■ SET PROBLEM ■
Please print exactly the lines running from the one that contains "trace the outline of curved road" to the end of the data, with both lines included.

■ RECORDS TO USE ■
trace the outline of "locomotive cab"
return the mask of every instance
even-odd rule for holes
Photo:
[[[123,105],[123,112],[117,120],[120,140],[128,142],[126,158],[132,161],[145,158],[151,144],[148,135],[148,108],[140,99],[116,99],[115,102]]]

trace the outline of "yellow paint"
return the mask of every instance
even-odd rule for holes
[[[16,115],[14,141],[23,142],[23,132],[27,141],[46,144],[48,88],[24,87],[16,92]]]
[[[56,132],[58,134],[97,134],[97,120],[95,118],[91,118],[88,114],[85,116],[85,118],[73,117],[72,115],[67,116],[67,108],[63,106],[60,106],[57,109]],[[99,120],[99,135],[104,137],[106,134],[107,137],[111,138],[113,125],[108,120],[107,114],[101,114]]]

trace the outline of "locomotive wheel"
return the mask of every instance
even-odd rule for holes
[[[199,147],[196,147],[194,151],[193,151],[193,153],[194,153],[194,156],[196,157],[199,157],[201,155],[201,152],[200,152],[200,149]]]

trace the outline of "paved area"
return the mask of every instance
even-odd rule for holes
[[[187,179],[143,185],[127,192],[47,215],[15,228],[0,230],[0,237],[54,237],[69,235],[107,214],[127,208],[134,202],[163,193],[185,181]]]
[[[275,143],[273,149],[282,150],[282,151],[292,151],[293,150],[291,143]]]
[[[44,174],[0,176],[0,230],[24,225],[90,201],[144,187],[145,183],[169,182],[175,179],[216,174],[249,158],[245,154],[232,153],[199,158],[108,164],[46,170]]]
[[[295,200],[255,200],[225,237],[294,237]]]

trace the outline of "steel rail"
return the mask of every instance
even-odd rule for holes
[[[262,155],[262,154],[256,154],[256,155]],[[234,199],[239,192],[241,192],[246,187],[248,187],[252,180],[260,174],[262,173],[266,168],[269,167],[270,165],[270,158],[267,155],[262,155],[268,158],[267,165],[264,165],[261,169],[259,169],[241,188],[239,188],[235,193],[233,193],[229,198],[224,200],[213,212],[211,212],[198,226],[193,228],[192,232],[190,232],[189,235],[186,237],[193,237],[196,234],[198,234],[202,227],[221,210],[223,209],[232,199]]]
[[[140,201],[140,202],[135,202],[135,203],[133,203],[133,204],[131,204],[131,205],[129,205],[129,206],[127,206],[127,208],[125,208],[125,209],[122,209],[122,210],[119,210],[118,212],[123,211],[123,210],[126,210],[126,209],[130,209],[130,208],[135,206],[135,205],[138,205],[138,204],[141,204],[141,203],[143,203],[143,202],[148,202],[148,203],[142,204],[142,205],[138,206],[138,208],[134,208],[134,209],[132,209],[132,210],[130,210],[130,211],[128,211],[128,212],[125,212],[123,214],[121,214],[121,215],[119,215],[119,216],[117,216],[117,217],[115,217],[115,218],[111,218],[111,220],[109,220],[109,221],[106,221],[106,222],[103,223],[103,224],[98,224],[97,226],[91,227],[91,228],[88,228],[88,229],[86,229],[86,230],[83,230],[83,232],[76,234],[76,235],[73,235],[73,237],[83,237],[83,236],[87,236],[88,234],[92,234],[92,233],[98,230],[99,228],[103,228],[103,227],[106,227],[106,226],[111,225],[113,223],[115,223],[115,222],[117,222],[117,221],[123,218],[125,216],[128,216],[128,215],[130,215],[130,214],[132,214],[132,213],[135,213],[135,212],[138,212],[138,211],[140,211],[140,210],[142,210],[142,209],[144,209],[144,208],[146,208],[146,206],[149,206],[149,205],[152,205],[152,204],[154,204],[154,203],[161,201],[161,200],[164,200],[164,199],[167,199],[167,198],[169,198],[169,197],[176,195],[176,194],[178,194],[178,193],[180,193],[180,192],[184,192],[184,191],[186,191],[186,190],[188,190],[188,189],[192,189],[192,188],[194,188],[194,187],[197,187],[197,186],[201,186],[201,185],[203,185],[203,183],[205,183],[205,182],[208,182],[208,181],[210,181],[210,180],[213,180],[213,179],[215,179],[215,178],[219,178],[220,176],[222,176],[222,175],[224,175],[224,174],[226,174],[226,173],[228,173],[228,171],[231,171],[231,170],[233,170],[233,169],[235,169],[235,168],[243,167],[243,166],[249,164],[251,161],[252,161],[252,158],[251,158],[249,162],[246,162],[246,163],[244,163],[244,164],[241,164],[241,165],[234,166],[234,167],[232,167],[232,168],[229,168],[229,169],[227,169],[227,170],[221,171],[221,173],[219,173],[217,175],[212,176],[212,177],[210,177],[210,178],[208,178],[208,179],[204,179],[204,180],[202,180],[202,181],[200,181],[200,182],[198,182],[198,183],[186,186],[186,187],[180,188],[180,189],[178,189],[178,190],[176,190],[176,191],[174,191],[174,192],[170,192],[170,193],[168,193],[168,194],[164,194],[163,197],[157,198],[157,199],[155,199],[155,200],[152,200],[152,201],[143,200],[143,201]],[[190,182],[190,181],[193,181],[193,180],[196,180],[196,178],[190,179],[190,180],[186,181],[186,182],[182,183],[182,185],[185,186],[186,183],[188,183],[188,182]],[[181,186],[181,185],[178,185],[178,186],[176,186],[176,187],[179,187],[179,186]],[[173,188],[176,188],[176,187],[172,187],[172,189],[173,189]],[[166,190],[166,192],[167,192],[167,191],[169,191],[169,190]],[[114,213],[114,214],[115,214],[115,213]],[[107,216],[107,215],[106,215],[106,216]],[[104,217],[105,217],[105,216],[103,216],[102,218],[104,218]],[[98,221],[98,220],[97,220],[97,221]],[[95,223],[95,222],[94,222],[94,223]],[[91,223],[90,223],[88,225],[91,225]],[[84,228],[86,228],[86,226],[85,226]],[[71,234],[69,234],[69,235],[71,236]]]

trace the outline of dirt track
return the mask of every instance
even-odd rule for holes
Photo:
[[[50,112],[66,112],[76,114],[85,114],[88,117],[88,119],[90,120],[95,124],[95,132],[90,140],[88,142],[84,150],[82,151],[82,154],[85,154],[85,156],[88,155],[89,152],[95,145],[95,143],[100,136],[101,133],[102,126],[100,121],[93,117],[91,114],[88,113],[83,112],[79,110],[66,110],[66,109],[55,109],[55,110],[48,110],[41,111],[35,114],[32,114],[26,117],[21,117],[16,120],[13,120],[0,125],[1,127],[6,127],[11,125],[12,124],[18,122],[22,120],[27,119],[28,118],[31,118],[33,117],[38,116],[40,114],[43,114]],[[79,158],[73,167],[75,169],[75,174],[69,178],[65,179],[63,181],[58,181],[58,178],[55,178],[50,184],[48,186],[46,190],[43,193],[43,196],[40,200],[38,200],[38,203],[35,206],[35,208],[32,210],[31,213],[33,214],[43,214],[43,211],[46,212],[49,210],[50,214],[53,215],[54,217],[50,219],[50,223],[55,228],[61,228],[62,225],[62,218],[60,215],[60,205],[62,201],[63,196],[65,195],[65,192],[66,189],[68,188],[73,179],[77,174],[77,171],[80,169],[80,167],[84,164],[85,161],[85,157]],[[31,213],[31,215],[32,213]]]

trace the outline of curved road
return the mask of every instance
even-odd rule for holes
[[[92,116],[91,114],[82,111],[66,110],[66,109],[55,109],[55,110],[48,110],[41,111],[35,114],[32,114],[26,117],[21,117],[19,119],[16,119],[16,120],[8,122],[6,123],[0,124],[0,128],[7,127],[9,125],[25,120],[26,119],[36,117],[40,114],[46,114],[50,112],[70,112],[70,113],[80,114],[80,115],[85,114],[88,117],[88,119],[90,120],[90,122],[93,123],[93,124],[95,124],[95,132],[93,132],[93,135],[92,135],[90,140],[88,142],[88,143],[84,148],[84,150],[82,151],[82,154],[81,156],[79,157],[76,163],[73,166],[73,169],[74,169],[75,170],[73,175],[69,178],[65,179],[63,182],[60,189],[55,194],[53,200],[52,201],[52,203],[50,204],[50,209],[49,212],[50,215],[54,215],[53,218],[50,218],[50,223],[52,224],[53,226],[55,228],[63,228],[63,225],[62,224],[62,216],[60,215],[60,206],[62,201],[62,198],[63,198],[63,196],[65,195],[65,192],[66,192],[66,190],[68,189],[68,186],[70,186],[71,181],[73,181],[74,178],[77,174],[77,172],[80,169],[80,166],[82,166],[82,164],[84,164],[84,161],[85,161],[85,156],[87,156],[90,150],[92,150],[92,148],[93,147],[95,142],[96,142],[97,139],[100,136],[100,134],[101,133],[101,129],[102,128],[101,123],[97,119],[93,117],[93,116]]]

■ REPLY ■
trace the outline of curved road
return the mask of every instance
even-odd rule for holes
[[[92,116],[91,114],[82,111],[66,110],[66,109],[55,109],[55,110],[48,110],[41,111],[35,114],[32,114],[26,117],[21,117],[19,119],[16,119],[16,120],[8,122],[6,123],[0,124],[0,128],[7,127],[9,125],[25,120],[26,119],[36,117],[40,114],[46,114],[50,112],[70,112],[70,113],[80,114],[80,115],[85,114],[88,117],[88,119],[90,120],[90,122],[93,123],[93,124],[95,124],[95,132],[93,132],[93,135],[92,135],[90,140],[88,142],[88,143],[84,148],[84,150],[82,151],[82,154],[81,156],[79,157],[76,163],[73,166],[73,169],[74,169],[75,170],[73,175],[69,178],[65,179],[63,182],[60,189],[55,194],[53,200],[52,201],[52,203],[50,204],[50,209],[49,212],[50,215],[54,215],[53,218],[50,218],[50,223],[52,224],[53,226],[55,228],[63,228],[63,225],[62,224],[62,216],[60,215],[60,206],[62,201],[62,198],[63,198],[63,196],[65,195],[65,192],[66,192],[66,190],[68,189],[68,186],[70,186],[71,181],[73,181],[74,178],[77,174],[77,172],[80,169],[80,166],[82,166],[82,164],[84,164],[84,161],[85,161],[85,156],[87,156],[90,150],[92,150],[92,148],[93,147],[95,142],[96,142],[97,139],[100,136],[100,134],[101,133],[101,129],[102,128],[101,123],[97,119],[93,117],[93,116]]]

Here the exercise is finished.